Request: Can you quote the whole listing below word for word, omitting the pictures?

Point annotation dataset listing:
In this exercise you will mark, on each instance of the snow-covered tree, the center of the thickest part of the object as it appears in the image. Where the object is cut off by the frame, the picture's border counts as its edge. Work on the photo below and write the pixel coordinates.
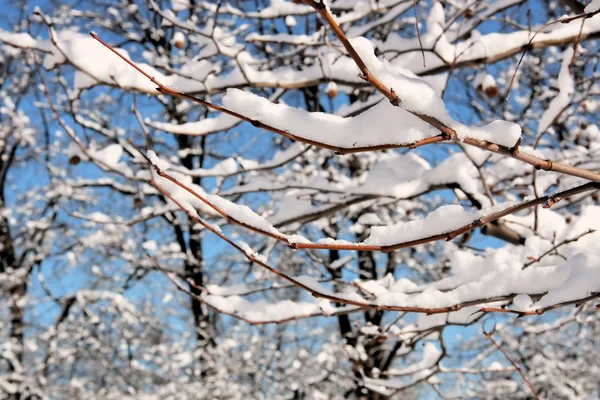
(299, 199)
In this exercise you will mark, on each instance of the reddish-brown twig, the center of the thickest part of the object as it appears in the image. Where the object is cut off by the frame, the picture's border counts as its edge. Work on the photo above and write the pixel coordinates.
(517, 367)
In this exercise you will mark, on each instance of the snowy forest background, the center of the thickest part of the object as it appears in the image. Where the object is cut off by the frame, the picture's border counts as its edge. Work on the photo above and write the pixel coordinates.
(356, 199)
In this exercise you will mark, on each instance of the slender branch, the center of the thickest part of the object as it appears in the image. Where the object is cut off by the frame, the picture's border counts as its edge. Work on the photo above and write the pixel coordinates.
(517, 367)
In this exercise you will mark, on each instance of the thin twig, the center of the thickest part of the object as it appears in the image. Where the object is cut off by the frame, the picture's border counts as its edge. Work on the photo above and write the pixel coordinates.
(517, 367)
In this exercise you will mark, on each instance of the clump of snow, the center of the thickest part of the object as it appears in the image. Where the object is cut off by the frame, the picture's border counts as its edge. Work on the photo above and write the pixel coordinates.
(378, 125)
(566, 87)
(158, 162)
(592, 7)
(522, 302)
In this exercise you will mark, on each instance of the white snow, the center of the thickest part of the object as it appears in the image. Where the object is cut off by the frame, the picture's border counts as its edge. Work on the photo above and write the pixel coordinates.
(566, 87)
(592, 7)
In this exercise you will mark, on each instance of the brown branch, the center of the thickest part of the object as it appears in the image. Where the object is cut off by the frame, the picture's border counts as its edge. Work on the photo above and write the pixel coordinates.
(391, 95)
(447, 133)
(540, 311)
(517, 367)
(357, 246)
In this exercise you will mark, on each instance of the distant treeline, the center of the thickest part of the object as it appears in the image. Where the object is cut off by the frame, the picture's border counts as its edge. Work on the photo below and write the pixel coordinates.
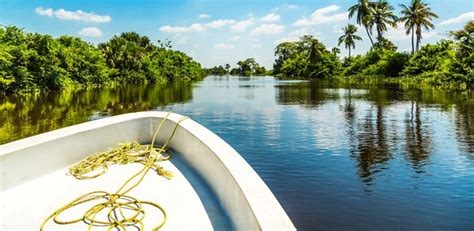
(448, 63)
(31, 61)
(244, 68)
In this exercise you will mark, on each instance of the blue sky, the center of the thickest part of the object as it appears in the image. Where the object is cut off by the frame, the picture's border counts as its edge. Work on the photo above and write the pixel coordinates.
(217, 32)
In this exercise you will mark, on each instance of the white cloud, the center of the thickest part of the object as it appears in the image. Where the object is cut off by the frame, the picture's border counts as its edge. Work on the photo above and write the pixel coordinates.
(91, 31)
(286, 39)
(321, 16)
(222, 46)
(266, 29)
(459, 19)
(242, 26)
(234, 38)
(181, 38)
(196, 27)
(300, 32)
(292, 6)
(220, 23)
(204, 16)
(78, 15)
(397, 34)
(272, 17)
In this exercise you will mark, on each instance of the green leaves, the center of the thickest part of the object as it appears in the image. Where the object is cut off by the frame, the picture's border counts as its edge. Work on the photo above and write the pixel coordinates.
(307, 58)
(31, 62)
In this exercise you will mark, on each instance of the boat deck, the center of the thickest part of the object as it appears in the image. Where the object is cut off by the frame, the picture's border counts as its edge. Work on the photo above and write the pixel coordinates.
(187, 200)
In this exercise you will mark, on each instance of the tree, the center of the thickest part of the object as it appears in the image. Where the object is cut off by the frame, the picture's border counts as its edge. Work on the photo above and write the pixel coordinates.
(382, 14)
(464, 46)
(248, 66)
(415, 16)
(306, 58)
(227, 68)
(349, 37)
(364, 12)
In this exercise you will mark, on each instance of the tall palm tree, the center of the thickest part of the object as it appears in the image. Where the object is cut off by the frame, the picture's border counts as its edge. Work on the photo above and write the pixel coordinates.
(349, 37)
(415, 16)
(363, 11)
(382, 14)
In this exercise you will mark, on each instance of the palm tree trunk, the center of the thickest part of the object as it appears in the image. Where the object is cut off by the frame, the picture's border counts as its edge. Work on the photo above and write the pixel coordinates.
(417, 43)
(418, 39)
(379, 35)
(412, 40)
(368, 34)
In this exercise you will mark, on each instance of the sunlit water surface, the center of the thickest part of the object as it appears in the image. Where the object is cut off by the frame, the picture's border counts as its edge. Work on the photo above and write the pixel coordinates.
(336, 157)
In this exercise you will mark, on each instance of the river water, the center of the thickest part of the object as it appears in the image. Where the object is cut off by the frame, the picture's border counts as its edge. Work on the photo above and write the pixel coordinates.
(337, 157)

The reply:
In this exercise you will mark, on each instance of the snow-covered tree, the center of the thickest part of the object as it appears in the image. Where the object is cut off by the frame, the picture's border counts as its edge. Work on the photo below and write the pixel coordinates.
(299, 199)
In this exercise you will mark, on each instance of the reddish-brown twig, the center of the thickest part of the object as it appears in the image. Where the object is cut off by the frame, the picture's border counts as its edge. Work on the photo above and write the pixel coordinates.
(517, 367)
In this exercise you will mark, on each instance of the snowy forest background, the center of the thickest part of the object as it appears in the image. Where the object is cut off by the frame, the picture's border counts as its edge. Work on the photo above and write the pixel coordinates.
(356, 199)
In this exercise you will mark, on each instance of the slender branch, the center of the thickest part of the object as it appears in the image. Where the object is cut off by the frame, the picture's border counts as its edge. Work on the photo above and write the pixel coordinates.
(517, 367)
In this exercise you will mark, on each instance of the thin twig, the center of the thickest part of the object as it appears in the image. Where the object is cut off by the frame, the picture's border counts as its edge. Work on the photo above and write the pixel coordinates.
(517, 367)
In this exercise you will mark, on each instance of the clump of snow, the center of the thickest part of the object as it appears in the image. Where the object is cut off by the frame, the picture's border counts as its edge. Work on the photo above and write the pixel coordinates.
(378, 125)
(566, 87)
(158, 162)
(592, 7)
(522, 302)
In this exercise you will mark, on each instance of the white snow, the center of the thickest part of the object as it appears in the image. Where the object is cut off by the frame, the picture's border counts as its edge. Work on the photo above and write the pixel coordinates.
(566, 87)
(592, 7)
In this exercise you will mark, on each instance of the brown branch, the center of the thickest part of the object as it appears in the image. Where the object is cut off by the frame, the picture's border counts as its edge. Work on the photo above and write the pixel coordinates.
(391, 95)
(447, 133)
(540, 311)
(517, 367)
(357, 246)
In this exercise you will mark, on each instance of the distant treeline, the center of the thickest part of the object as it appears in the image. Where the object is cut off by the frame, the picture's border counts as its edge. Work on the photo below and write the pixel coordinates.
(448, 63)
(31, 61)
(244, 68)
In this exercise you will mark, on each instance of the blue sky, the center of the thickest part of the object as it appears in the image. Where the object is cut off by the frame, the picture's border counts as its edge. Work on the photo above and write the pixel coordinates.
(217, 32)
In this exercise you will mark, on each instance of the white cloud, the center of the thickest part of the object as it appears in the image. Where the object is cut off by the frame, the picture's border counts as its edge. Work on the photo above and write the pixel coordinates.
(91, 31)
(286, 39)
(321, 16)
(222, 46)
(266, 29)
(459, 19)
(242, 26)
(234, 38)
(181, 38)
(196, 27)
(300, 32)
(292, 6)
(220, 23)
(204, 16)
(78, 15)
(397, 34)
(272, 17)
In this exercise you will mark, on each instance of the green leaves, the center of the thickest part of the object as it appears in the image. Where the object is cut off by the frame, the picture's border counts as its edge. Work on the photo above and write the pixel coordinates.
(307, 58)
(31, 62)
In this exercise you will mark, on each instance of the boat deck, the center of the thickest part of the object as it appears in the image. Where the object is cut off by the frame, the picture's border counts as its edge. Work on the photo above and write the pixel coordinates.
(187, 200)
In this exercise you will mark, on each instance of the tree, the center of the thickest part of the object as it appears in the image. Where the object is cut off by the frame, the picture's border counts as its edge. Work on the photo above and write the pixel coordinates.
(382, 14)
(464, 46)
(248, 66)
(415, 16)
(306, 58)
(227, 68)
(349, 37)
(364, 12)
In this exercise you will mark, on each instance of the tall palm tree, the center of the thickest part of the object as it appears in the image. Where the object is cut off by the frame, the picture's border counts as its edge. Work on the photo above and write the pixel coordinates.
(349, 37)
(415, 16)
(363, 11)
(382, 14)
In this exercise you will mark, on each instance of the palm tree trunk, the center of the thickest part of the object as it appears in the image. Where the object is cut off by the frame, the picture's border counts as its edge. Work on the photo above and write the pixel coordinates.
(417, 43)
(418, 39)
(379, 35)
(412, 40)
(368, 34)
In this exercise you will mark, on each instance of the sunlit water surface, the center of the thickest part of the object as it appears in the image. Where the object is cut off by the frame, the picture's border counts as its edge. Work on the photo above and write the pixel coordinates.
(336, 157)
In this exercise you will mark, on each instance of the river water, the center of the thickest part of the object as it appears in the image. Where the object is cut off by the frame, the picture's border counts as its edge. Work on the photo above and write the pixel coordinates.
(337, 157)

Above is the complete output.